Start of THE INPUT
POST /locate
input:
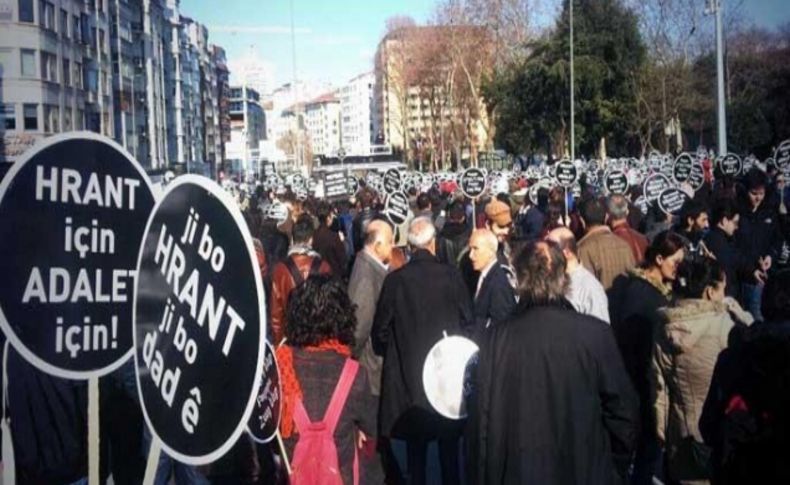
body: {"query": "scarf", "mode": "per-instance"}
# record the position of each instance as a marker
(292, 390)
End of THE INPUT
Start of THE INPUT
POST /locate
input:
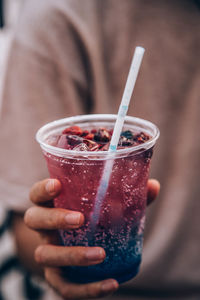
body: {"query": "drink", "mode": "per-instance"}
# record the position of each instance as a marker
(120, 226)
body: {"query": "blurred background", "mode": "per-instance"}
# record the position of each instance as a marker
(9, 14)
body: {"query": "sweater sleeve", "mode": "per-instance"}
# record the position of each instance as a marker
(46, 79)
End of THE INPUT
- [EXERCISE GOAL]: The lines to copy are those above that contain "body".

- [RESULT OF THE TASK]:
body: {"query": "scarf", "mode": "per-instance"}
body: {"query": "drink", "mode": "per-instance"}
body: {"query": "blurred background", "mode": "per-instance"}
body: {"query": "sweater sleeve", "mode": "per-instance"}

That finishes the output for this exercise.